Supplied material
......

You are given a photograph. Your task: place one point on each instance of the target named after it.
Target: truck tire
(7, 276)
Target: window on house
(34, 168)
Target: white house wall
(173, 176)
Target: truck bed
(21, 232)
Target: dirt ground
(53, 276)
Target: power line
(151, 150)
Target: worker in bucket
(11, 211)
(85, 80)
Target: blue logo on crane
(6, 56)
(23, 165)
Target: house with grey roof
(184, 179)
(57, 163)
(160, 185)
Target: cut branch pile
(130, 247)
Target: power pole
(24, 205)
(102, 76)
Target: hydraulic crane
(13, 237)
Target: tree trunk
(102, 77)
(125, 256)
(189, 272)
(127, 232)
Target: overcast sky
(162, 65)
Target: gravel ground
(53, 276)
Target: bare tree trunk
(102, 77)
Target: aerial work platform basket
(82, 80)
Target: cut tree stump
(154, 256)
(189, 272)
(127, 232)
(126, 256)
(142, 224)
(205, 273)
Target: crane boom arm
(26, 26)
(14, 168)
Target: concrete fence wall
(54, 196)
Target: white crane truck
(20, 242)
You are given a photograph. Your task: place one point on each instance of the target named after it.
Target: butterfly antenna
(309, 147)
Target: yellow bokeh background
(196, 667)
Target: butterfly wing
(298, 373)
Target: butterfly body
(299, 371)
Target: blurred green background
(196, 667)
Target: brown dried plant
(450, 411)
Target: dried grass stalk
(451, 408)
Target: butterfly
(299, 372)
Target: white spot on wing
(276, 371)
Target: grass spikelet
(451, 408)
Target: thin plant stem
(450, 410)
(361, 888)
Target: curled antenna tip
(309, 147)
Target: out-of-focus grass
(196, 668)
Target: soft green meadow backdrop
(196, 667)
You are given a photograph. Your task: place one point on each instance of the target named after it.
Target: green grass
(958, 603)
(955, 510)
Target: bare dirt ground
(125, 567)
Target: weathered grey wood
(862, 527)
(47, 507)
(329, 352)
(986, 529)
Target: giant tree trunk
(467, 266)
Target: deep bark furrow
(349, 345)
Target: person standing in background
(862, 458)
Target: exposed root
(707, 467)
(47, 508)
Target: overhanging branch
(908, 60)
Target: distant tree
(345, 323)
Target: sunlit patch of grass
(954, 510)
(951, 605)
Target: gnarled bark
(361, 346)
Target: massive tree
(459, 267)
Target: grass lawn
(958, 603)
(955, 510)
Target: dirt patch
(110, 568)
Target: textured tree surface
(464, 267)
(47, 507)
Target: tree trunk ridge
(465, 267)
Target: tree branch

......

Task instructions
Can you restate every record above word for word?

Written response
You are given a photograph. Your task: place one point on each instance of the target named after it.
Target: truck tire
(7, 276)
Target: window on house
(34, 168)
Target: white house wall
(173, 176)
Target: truck bed
(21, 232)
Target: dirt ground
(53, 276)
Target: power line
(151, 150)
Target: worker in bucket
(11, 211)
(85, 80)
Target: blue logo on crane
(6, 56)
(23, 165)
Target: house with grey roof
(184, 179)
(57, 163)
(160, 185)
Target: cut branch pile
(130, 247)
Target: power pole
(24, 205)
(102, 76)
Target: hydraulic crane
(13, 237)
Target: tree trunk
(102, 77)
(125, 256)
(189, 272)
(127, 232)
Target: overcast sky
(162, 65)
Target: gravel ground
(53, 276)
Target: bare tree trunk
(102, 77)
Target: aerial work platform basket
(82, 80)
Target: cut tree stump
(154, 256)
(189, 272)
(127, 232)
(126, 256)
(142, 224)
(205, 273)
Target: crane boom arm
(26, 26)
(14, 168)
Target: concrete fence wall
(54, 196)
Target: white crane truck
(20, 242)
You are given a photograph. Your task: place one point on each instance of the target named after it.
Target: butterfly antenna
(309, 147)
Target: yellow bokeh background
(196, 667)
Target: butterfly wing
(298, 373)
Target: butterfly body
(299, 371)
Target: blurred green background
(196, 667)
Target: brown dried plant
(450, 411)
Target: dried grass stalk
(451, 408)
Target: butterfly
(299, 372)
Target: white spot on wing
(276, 371)
Target: grass spikelet
(451, 408)
Target: thin plant stem
(450, 410)
(361, 888)
Target: curled antenna tip
(309, 147)
Target: out-of-focus grass
(196, 668)
Target: soft green meadow backdrop
(196, 667)
You are given a photograph. Your task: place one point on each instance of the target named after it.
Target: green grass
(958, 603)
(955, 510)
Target: bare dirt ground
(125, 567)
Target: weathered grey wood
(862, 527)
(47, 507)
(329, 352)
(986, 529)
Target: giant tree trunk
(467, 266)
Target: deep bark furrow
(349, 345)
Target: person standing in background
(862, 458)
Target: exposed root
(707, 467)
(47, 508)
Target: overhanging branch
(908, 60)
Target: distant tree
(345, 323)
Target: sunlit patch of grass
(954, 510)
(951, 605)
Target: gnarled bark
(361, 346)
Target: massive tree
(459, 267)
Target: grass lawn
(958, 603)
(955, 510)
Target: dirt patch
(110, 568)
Target: textured tree surface
(464, 267)
(47, 507)
Target: tree trunk ridge
(465, 267)
Target: tree branch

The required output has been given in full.